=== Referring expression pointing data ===
::::::::::
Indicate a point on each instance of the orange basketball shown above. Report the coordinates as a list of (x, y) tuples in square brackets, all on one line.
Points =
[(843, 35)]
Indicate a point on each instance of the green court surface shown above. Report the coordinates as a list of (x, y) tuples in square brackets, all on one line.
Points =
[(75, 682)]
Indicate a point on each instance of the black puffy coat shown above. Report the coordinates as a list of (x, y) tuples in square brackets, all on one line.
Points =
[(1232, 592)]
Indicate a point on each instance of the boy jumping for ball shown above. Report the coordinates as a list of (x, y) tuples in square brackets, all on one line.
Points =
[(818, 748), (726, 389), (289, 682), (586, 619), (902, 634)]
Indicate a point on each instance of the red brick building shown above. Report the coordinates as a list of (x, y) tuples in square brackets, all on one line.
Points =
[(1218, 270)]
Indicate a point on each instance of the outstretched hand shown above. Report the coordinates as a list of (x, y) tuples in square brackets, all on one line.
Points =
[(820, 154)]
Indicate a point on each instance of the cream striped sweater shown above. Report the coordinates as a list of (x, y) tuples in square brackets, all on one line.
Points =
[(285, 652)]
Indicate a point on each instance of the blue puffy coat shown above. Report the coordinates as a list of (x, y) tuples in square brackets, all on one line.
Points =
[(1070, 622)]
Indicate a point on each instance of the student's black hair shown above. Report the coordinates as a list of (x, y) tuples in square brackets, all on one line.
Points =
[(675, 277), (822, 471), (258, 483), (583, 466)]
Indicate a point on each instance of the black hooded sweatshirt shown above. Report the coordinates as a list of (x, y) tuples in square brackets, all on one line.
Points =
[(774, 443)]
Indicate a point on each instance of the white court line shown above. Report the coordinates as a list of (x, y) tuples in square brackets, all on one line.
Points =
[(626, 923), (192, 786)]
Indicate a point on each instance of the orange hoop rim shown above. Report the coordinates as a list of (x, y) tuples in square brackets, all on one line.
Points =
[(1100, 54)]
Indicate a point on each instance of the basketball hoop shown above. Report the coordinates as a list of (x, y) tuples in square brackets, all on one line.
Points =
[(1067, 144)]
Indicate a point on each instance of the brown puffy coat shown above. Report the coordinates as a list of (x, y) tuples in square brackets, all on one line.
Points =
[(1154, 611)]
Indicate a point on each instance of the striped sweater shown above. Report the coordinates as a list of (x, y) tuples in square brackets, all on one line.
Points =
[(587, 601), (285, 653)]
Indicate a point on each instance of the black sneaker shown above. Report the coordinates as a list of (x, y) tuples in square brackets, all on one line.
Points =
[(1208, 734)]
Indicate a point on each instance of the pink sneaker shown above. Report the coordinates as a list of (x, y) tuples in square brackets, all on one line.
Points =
::::::::::
The full set of records must be transcribed character for character.

=== ANSWER SECTION ===
Indicate a point on each instance of the orange basketball shown above. Report the coordinates as a list of (x, y) tuples in square brackets, all on one line.
Points =
[(843, 35)]
Indicate a point on each instance of the green court surface shown above. Report the coordinates as a list of (x, y) tuples in square brackets, all on one line.
Points =
[(75, 682)]
Indicate a point on each instance of the black puffy coat shown above. Report the coordinates as a list of (x, y) tuples in square brackets, all on one line.
Points =
[(1232, 592)]
Indicate a point on each instance of the boy jumping for ball shown above. Report the coordinates as a list of (x, y) tuples in square brackets, all on one line.
Points =
[(818, 748), (726, 389), (289, 682), (586, 619), (902, 634)]
Indicate a point on each instance of the red brick building shown above. Report the coordinates as a list of (x, y) tuples in square brackets, all on one line.
Points =
[(1218, 270)]
Indicate a point on each instance of the outstretched hand shown above. Report the coordinates as a list of (x, y) tuples in square brackets, all on one line.
Points =
[(820, 154)]
Indicate a point on each instance of the cream striped sweater shown above. Report the coordinates as a list of (x, y) tuples in square brackets, all on one line.
Points =
[(285, 652)]
Indicate a point on each instance of the blue puffy coat shown above. Report the coordinates as a list of (x, y) tuples in square brackets, all on one line.
Points =
[(1070, 622)]
Indicate a point on each instance of the student's black hair shown above. Report the coordinates as a list of (x, y) tuples in square brackets, all on one line.
Points =
[(675, 277), (822, 471), (258, 483), (583, 466)]
Indicate a point on each instance of the black hooded sweatshirt shown above. Report the coordinates as a list of (x, y) tuples in square brackets, all on one line.
Points =
[(774, 443)]
Indicate a point on each instance of the white court line shown above. Report the coordinates as a list of (x, y) tuples in square brackets, all on one line.
Points =
[(626, 923), (192, 786)]
Indicate a point on each instance of the orange hoop rim shown above. Report the coordinates as a list of (x, y) tuples in square brackets, all on one line.
Points =
[(1100, 54)]
Indicate a point on each instance of the basketball hoop shown above. Report the coordinates as a list of (x, y) tuples in square brackets, all on one line.
Points =
[(1067, 144)]
Indicate a point on each instance of the brown puffy coat shown above. Report the coordinates as a list of (x, y) tuples in square brackets, all on one line.
Points =
[(1154, 611)]
Indicate a point on each instance of the striped sweater shown above. Report the coordinates as a list of (x, y) tuples in square brackets, all on one line.
Points =
[(587, 601), (285, 653)]
Indicate a point on each instance of the black sneaker shown above. Report the coordinates as a list of (x, y) tuples in square brackets, all on one line.
Points =
[(1208, 734)]
Indicate a point on each instance of the pink sneaker shown above. Report the coordinates as a list of (x, y) tuples in square brackets, all on one line.
Points =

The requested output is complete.